SOURCE TEXT:
-*-

# Vacuum Sealing Milk in Jars



## Qadosh Adamah Lamanchas (Nov 2, 2012)

I've heard of people vacuum-sealing milk in jars, but I've not met anyone who does it. Has anyone on here tried it? What paraphernalia would I need to do it? How long would it keep?


----------



## Guest (Dec 18, 2012)

you can can it in a water bath canner or pressure cooker canner... easy as pie


----------



## todog (Dec 10, 2011)

wow never thought about vaccum sealing milk. i have canned it but it always tastes cooked. guess i should have asked Santa for a new vacuum sealer since mine quit this past spring.


----------



## Qadosh Adamah Lamanchas (Nov 2, 2012)

Speaking of vacuum sealers and milk, look at this video.


----------



## Qadosh Adamah Lamanchas (Nov 2, 2012)

This is where I originally saw it done! I am glad I found this video. I wanted to know if anyone else handled their raw milk by vacuum sealing the way this man does.


----------



## todog (Dec 10, 2011)

omgosh, hand sanitizer, really :shocked. i really dont see the purpose of vacuum sealing.


----------



## Qadosh Adamah Lamanchas (Nov 2, 2012)

Haha! I know, I don't think Germ-X makes a decent sanitizer at all!


----------



## swgoats (May 21, 2010)

Brilliant! (I really didn't think I'd say that about that guy.) I have noticed when I fill jars with very little headspace they last much longer, so it makes perfect sense. Yes, I'd say it extends the life by a week for sure. I actually prefer making my cheese with the older milk. It yields more curd.


----------

-*-

YOUR GOAL: Repeat, word for word, the stretch of the milk-sealing thread above from "## swgoats (May" through "yields more curd.".

RECORD EXCERPTS:
-*-

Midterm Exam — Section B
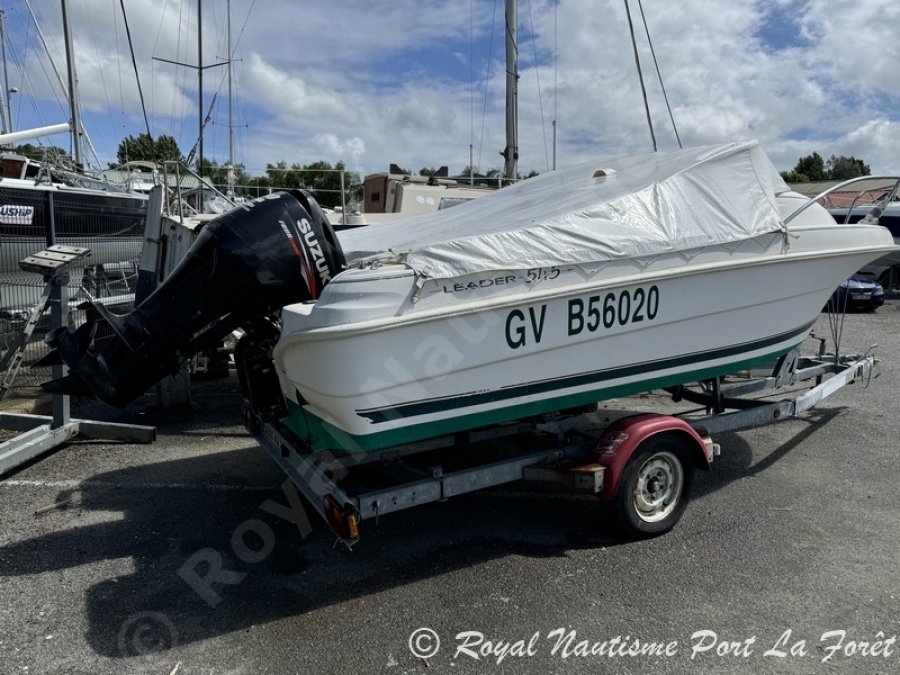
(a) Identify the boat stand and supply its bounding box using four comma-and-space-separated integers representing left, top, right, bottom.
0, 245, 156, 477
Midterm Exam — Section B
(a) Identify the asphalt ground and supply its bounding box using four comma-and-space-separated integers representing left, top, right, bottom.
0, 300, 900, 675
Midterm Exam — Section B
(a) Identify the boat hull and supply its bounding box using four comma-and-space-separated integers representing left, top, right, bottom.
274, 228, 890, 451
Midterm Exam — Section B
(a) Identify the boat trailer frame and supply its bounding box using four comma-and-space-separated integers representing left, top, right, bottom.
244, 340, 877, 548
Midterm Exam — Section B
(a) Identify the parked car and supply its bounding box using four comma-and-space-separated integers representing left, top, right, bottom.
825, 274, 884, 312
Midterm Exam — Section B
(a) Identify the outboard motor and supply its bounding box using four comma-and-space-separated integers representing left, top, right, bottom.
44, 191, 344, 406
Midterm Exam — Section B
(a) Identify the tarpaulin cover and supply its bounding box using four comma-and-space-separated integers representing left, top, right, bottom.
339, 141, 787, 278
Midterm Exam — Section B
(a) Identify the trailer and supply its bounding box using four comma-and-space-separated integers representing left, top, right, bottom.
243, 340, 876, 548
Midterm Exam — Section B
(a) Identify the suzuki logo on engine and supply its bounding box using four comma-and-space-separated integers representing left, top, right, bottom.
297, 218, 331, 284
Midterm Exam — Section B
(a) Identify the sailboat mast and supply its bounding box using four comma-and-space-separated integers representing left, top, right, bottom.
62, 0, 84, 167
500, 0, 519, 180
197, 0, 203, 176
0, 9, 13, 134
225, 0, 234, 197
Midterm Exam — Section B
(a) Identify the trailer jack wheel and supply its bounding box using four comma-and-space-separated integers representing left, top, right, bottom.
613, 434, 694, 538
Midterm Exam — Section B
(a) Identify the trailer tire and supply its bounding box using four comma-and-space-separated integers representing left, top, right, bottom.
612, 434, 694, 539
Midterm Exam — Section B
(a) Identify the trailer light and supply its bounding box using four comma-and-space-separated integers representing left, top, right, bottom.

-*-

RESPONSE TO THE EXERCISE:
## swgoats (May 21, 2010)

Brilliant! (I really didn't think I'd say that about that guy.) I have noticed when I fill jars with very little headspace they last much longer, so it makes perfect sense. Yes, I'd say it extends the life by a week for sure. I actually prefer making my cheese with the older milk. It yields more curd.